[Natural-language object grounding data]

--- START ---

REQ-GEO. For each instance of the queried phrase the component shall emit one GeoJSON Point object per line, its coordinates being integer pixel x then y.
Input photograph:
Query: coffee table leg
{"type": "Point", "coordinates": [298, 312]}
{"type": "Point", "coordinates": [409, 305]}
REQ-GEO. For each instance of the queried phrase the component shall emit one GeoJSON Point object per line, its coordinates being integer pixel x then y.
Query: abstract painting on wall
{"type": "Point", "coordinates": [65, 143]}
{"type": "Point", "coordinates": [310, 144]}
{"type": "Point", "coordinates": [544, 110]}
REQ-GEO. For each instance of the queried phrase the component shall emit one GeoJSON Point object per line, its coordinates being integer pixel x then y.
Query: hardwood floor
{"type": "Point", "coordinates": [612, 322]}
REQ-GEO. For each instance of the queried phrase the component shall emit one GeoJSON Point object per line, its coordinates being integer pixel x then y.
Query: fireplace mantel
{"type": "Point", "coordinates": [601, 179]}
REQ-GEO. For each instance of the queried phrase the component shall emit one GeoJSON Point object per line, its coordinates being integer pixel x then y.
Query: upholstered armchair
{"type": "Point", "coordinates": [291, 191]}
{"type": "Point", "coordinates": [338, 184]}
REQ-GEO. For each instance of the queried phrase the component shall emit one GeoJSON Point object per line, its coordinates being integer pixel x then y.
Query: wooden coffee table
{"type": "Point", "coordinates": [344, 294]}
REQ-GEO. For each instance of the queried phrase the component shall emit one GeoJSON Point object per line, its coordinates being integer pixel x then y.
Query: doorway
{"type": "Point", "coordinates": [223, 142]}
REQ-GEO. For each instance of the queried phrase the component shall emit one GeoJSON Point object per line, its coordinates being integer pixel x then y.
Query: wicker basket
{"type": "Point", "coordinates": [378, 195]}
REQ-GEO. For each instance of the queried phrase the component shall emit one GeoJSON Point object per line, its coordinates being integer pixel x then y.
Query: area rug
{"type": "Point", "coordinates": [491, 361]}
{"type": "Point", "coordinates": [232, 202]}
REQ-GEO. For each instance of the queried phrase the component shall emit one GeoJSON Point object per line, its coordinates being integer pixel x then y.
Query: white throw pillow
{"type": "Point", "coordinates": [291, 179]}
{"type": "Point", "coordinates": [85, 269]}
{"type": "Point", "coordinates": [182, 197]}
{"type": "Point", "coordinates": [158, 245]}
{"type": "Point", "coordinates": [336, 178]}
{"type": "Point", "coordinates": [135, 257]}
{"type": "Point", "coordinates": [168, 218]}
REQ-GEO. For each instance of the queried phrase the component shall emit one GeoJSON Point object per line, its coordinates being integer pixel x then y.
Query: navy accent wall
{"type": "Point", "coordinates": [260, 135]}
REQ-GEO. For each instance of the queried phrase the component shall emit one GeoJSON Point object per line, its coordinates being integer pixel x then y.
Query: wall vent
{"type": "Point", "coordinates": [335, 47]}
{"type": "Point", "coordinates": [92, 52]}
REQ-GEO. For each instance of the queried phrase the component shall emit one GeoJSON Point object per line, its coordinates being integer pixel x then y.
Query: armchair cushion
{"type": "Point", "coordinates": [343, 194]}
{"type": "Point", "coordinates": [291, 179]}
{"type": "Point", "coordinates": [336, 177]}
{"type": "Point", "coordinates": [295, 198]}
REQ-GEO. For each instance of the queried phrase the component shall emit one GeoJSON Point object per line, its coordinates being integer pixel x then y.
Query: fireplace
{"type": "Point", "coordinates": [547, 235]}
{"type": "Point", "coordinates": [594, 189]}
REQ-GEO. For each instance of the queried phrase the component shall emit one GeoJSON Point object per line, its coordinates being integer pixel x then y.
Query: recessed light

--- END ---

DIRECTIONS FOR THIS TASK
Each record must be printed again, word for word, with nothing dropped.

RESPONSE
REQ-GEO. For each instance of the queried phrase the component shall emit one GeoJSON Point object per line, its coordinates being integer pixel x then y.
Input photograph:
Query: coffee table leg
{"type": "Point", "coordinates": [298, 312]}
{"type": "Point", "coordinates": [409, 305]}
REQ-GEO. For each instance of the queried phrase the component shall emit one GeoJSON Point object per line, its coordinates being integer pixel x then y.
Query: abstract painting on wall
{"type": "Point", "coordinates": [65, 143]}
{"type": "Point", "coordinates": [310, 144]}
{"type": "Point", "coordinates": [544, 110]}
REQ-GEO. For each instance of the queried phrase the component shall emit one GeoJSON Point object per line, its coordinates being integer pixel x then y.
Query: hardwood floor
{"type": "Point", "coordinates": [612, 322]}
REQ-GEO. For each instance of the queried phrase the component shall emit one GeoJSON Point object per line, its coordinates being integer pixel x then y.
Query: fireplace mantel
{"type": "Point", "coordinates": [601, 179]}
REQ-GEO. For each instance of the queried phrase the component shall emit one GeoJSON Point object per line, its coordinates being integer pixel x then y.
Query: upholstered armchair
{"type": "Point", "coordinates": [291, 191]}
{"type": "Point", "coordinates": [338, 184]}
REQ-GEO. For each instance of the queried phrase the component shall emit one GeoJSON Point object per line, its coordinates being integer pixel x then y.
Query: wooden coffee table
{"type": "Point", "coordinates": [344, 294]}
REQ-GEO. For each instance of the queried phrase the component shall emit one GeoJSON Point object per line, its coordinates being integer pixel x then y.
Query: doorway
{"type": "Point", "coordinates": [223, 142]}
REQ-GEO. For each instance of the queried phrase the component shall emit one GeoJSON Point object per line, its coordinates being integer pixel x then y.
Query: wicker basket
{"type": "Point", "coordinates": [378, 195]}
REQ-GEO. For each instance of the queried phrase the component shall emit one GeoJSON Point object per line, its coordinates being integer pixel x then y.
Query: area rug
{"type": "Point", "coordinates": [491, 361]}
{"type": "Point", "coordinates": [232, 202]}
REQ-GEO. For each instance of the queried phrase the component shall emit one GeoJSON Point object per line, its coordinates being integer pixel x then y.
Query: white throw pillow
{"type": "Point", "coordinates": [291, 179]}
{"type": "Point", "coordinates": [85, 269]}
{"type": "Point", "coordinates": [182, 197]}
{"type": "Point", "coordinates": [158, 245]}
{"type": "Point", "coordinates": [336, 178]}
{"type": "Point", "coordinates": [135, 257]}
{"type": "Point", "coordinates": [168, 218]}
REQ-GEO. For each instance of the queried phrase the component shall emit one GeoJSON Point object per line, its coordinates being integer pixel x then y.
Query: navy accent wall
{"type": "Point", "coordinates": [260, 135]}
REQ-GEO. For each instance of the queried phrase the component shall emit one GeoJSON Point object per line, its coordinates being integer pixel x then y.
Query: wall vent
{"type": "Point", "coordinates": [335, 47]}
{"type": "Point", "coordinates": [92, 52]}
REQ-GEO. For each instance of the queried phrase the component shall emit one GeoJSON Point object per line, its coordinates being integer pixel x then y.
Query: armchair cushion
{"type": "Point", "coordinates": [343, 194]}
{"type": "Point", "coordinates": [291, 179]}
{"type": "Point", "coordinates": [336, 177]}
{"type": "Point", "coordinates": [295, 198]}
REQ-GEO. For each instance of the queried phrase the component shall emit one GeoJSON Point object per line, its coordinates being integer pixel x then y.
Query: fireplace
{"type": "Point", "coordinates": [547, 235]}
{"type": "Point", "coordinates": [594, 189]}
REQ-GEO. For each instance of the queried phrase the component shall emit one GeoJSON Point object per line, its coordinates being integer pixel x then y.
Query: recessed light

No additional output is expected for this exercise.